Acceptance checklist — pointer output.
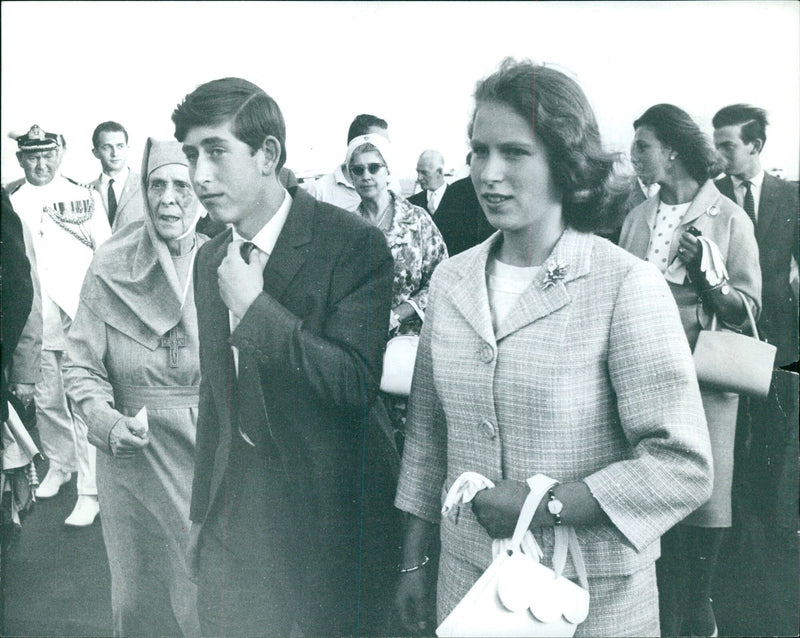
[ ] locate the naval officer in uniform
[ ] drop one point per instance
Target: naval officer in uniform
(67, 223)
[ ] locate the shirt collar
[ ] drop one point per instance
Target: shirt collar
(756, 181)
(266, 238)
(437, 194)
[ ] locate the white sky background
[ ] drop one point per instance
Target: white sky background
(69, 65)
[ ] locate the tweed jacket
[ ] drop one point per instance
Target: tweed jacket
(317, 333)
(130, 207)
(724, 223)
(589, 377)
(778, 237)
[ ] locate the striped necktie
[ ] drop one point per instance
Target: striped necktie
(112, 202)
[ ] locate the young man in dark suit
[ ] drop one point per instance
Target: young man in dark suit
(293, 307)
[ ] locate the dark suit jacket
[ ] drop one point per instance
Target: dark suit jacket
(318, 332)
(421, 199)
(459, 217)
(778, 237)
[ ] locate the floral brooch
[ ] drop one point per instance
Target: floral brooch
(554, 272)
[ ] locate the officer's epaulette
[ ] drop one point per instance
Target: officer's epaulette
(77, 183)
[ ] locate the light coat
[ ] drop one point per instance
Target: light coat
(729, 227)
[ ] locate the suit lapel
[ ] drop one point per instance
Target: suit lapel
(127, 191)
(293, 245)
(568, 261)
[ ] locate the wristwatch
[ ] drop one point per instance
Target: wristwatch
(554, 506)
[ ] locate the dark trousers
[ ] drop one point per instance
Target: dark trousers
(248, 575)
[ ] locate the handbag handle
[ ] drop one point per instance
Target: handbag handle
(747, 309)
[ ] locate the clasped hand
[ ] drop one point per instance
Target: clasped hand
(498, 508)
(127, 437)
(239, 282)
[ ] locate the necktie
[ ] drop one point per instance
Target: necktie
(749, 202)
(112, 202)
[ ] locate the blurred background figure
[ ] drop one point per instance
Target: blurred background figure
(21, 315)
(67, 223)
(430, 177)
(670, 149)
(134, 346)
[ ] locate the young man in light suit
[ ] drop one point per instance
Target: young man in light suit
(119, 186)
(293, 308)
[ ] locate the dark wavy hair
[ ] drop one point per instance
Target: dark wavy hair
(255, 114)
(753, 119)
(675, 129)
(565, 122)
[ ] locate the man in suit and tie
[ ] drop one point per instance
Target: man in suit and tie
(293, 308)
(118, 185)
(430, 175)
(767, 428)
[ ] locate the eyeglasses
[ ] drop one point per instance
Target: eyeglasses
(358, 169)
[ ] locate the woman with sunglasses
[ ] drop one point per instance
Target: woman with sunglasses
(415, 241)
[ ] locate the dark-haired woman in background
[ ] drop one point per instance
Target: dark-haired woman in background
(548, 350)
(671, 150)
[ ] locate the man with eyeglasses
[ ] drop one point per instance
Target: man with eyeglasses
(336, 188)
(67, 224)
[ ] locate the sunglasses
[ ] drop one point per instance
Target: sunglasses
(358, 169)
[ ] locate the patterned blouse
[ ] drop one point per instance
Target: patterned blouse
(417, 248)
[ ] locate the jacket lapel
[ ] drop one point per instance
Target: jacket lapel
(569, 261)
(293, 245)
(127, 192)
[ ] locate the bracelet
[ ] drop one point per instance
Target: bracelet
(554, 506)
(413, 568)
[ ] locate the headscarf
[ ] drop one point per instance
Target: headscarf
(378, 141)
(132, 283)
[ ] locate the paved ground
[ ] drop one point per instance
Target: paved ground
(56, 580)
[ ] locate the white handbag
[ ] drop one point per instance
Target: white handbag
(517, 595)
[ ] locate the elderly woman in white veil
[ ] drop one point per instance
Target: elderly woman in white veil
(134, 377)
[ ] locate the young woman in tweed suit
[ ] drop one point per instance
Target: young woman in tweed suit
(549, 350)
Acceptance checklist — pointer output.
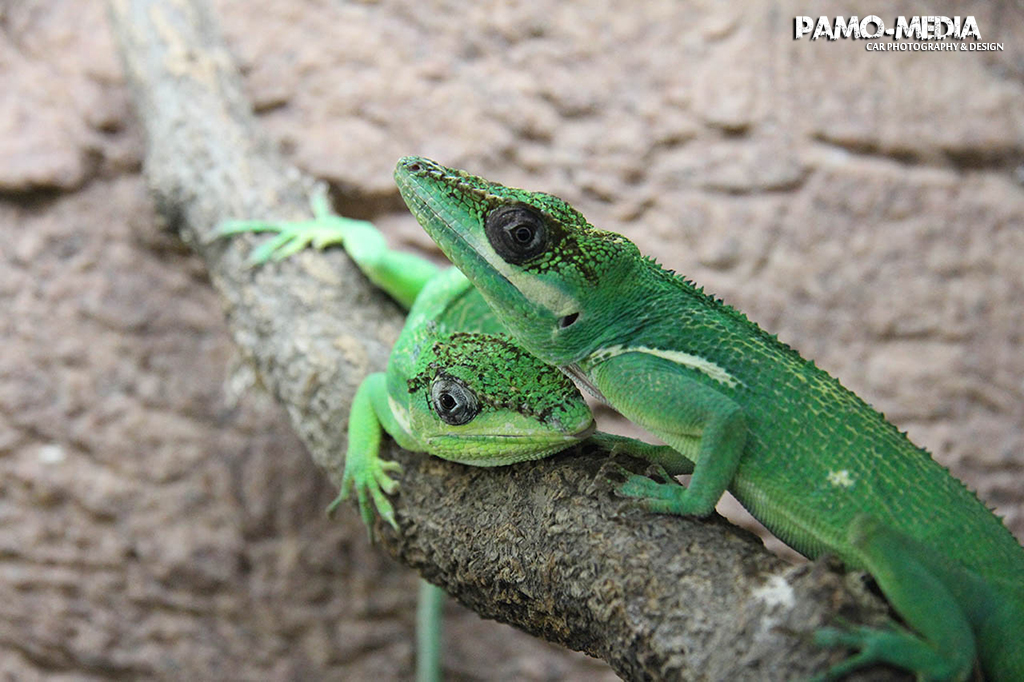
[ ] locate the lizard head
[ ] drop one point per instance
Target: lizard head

+ + + + + + +

What you have to do:
Make an exact copy of all the material, but keep the pictures out of it.

Solved exercise:
Acceptance checklist — pointer output.
[ ] locate the naval officer in uniform
[ ] drop one point per instance
Target: naval officer in uniform
(67, 223)
[ ] locate the shirt collar
[ ] drop one point per instance
Target: shirt collar
(756, 181)
(266, 238)
(437, 194)
[ ] locate the white sky background
[ ] drop one point per instance
Target: white sky background
(69, 65)
[ ] locate the tweed jacket
[ ] drop one point per instance
Target: tweed jacket
(317, 333)
(130, 207)
(724, 223)
(589, 377)
(778, 237)
[ ] locate the striped necktie
[ ] drop one point per instance
Target: striped necktie
(112, 202)
[ ] locate the young man in dark suit
[ ] drop one point per instance
Target: young man in dark suit
(293, 307)
[ ] locate the dark suit jacket
[ ] drop one point per instance
Target: dark suit jacket
(318, 332)
(421, 199)
(459, 217)
(778, 237)
[ ] locate the floral brooch
[ ] drop one point per instance
Target: floral brooch
(554, 272)
[ ] locate the officer's epaulette
[ ] drop one point per instance
Target: officer's epaulette
(77, 183)
[ ] locate the light coat
[ ] drop one point per instance
Target: light coat
(729, 227)
[ ] locate the suit lapel
[ ] drop one point per instance
Target: suit lapel
(127, 191)
(293, 245)
(568, 261)
[ ] locate the wristwatch
[ ] drop one point per instance
Target: wristwatch
(554, 506)
[ ] locate the dark trousers
[ ] drop one point per instance
Target: dark trousers
(248, 575)
[ ] locate the handbag handle
[ ] drop one point per instance
Target: handbag handle
(747, 309)
[ ] locate the clasped hand
[ ] drop one point per instance
Target: clasped hand
(498, 508)
(127, 437)
(239, 282)
[ ] locate the necktie
[ ] drop one point per instance
Target: necktie
(749, 202)
(112, 202)
[ ] locate the blurred background figure
[ ] drop one point per instance
Target: blurred background figure
(21, 315)
(67, 223)
(430, 177)
(670, 149)
(134, 346)
[ ] locate the young man in light suit
[ ] drop one point per instance
Target: young man in light suit
(119, 186)
(293, 308)
[ ] locate the dark wavy hair
[ ] drop one point per instance
Target: dark wavy hair
(255, 114)
(753, 119)
(675, 129)
(565, 122)
[ ] locate the man in suit and tie
[ ] drop one point per instance
Target: man in suit and tie
(293, 308)
(118, 185)
(430, 175)
(767, 428)
[ ] locate the eyeglasses
[ ] drop one point per instance
Target: eyeglasses
(358, 169)
[ ] locate the woman with sunglasses
[ ] drop one point per instance
Target: woman with sunglasses
(415, 241)
[ ] locate the dark-haired woman in background
[ ] drop one point per instance
Target: dark-haired woman in background
(548, 350)
(671, 150)
[ ] locate the man with eyeglasses
[ ] drop one point per instance
Target: man with eyeglasses
(336, 188)
(67, 224)
[ ] locate the sunglasses
[ ] drop one point per instance
Target: sunglasses
(358, 169)
[ ] locate the patterned blouse
[ ] drop one point per instance
Target: patterned blouse
(417, 248)
[ ] locate the jacket lapel
[ ] drop one point per instance
Target: jacket lapel
(569, 261)
(293, 245)
(127, 192)
[ ] locate the bracelet
[ ] drop one point per instance
Target: bracelet
(554, 506)
(413, 568)
[ ] locate the headscarf
[ ] drop one point per instance
Target: headscarf
(378, 141)
(132, 283)
[ ] locate the paved ground
[ ] drop one point per instance
Target: paved ground
(56, 580)
[ ] locate the white handbag
[ ] drop one point per instance
Target: white handbag
(517, 595)
[ ] locate the elderly woman in white veil
[ ] drop one point per instance
Target: elderly woman in white veil
(134, 377)
[ ] locate the young woman in tweed suit
[ ] drop one point per instance
Target: young woman in tweed suit
(549, 350)
Acceptance checklist — pointer output.
[ ] locate the lizard head
[ ] drop one point per instance
Target: lizard head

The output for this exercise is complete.